[Start of section]

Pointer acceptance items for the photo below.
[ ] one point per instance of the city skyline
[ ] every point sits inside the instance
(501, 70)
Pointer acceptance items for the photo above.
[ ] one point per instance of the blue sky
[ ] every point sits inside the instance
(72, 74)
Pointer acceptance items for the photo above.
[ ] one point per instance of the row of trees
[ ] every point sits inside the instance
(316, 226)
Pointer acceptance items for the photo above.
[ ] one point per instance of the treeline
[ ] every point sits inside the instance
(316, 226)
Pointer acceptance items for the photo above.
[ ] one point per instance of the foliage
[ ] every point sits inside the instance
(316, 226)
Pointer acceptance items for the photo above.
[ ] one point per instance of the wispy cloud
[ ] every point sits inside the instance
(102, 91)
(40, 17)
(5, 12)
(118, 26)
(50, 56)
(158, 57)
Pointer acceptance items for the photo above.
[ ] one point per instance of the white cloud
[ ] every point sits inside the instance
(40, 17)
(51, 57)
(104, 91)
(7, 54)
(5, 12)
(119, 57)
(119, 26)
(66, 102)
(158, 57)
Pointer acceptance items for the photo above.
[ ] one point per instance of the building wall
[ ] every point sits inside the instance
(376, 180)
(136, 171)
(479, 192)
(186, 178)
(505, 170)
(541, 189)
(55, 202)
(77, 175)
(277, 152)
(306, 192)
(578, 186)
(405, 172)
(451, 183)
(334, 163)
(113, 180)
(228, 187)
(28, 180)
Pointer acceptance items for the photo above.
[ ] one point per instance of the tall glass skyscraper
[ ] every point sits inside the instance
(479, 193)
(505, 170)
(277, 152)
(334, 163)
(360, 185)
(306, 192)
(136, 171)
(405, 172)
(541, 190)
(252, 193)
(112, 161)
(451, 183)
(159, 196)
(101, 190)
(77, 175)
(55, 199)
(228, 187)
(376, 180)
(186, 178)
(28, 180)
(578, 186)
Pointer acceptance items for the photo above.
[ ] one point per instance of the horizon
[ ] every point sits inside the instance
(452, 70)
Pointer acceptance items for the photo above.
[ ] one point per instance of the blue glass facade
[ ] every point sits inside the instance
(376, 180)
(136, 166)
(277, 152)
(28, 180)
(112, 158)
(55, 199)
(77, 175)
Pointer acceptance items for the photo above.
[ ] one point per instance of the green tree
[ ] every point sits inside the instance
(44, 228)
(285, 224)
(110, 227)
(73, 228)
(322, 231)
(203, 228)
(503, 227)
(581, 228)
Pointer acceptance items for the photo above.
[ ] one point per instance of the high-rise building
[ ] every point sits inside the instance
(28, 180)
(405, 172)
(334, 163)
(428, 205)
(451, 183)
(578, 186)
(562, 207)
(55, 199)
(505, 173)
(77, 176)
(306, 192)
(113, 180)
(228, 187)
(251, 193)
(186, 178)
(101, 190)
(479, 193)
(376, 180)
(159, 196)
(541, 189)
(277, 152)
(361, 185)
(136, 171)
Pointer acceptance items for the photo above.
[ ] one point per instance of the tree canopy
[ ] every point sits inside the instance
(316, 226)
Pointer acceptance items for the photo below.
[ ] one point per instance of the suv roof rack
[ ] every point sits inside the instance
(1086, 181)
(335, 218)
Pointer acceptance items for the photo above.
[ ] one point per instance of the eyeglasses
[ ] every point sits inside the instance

[End of section]

* What to work on *
When a line in the material above includes the word "cloud", copy that line.

* Answer below *
[ ] one point per instance of the wispy cloud
[ ] one point per instance of the white cloud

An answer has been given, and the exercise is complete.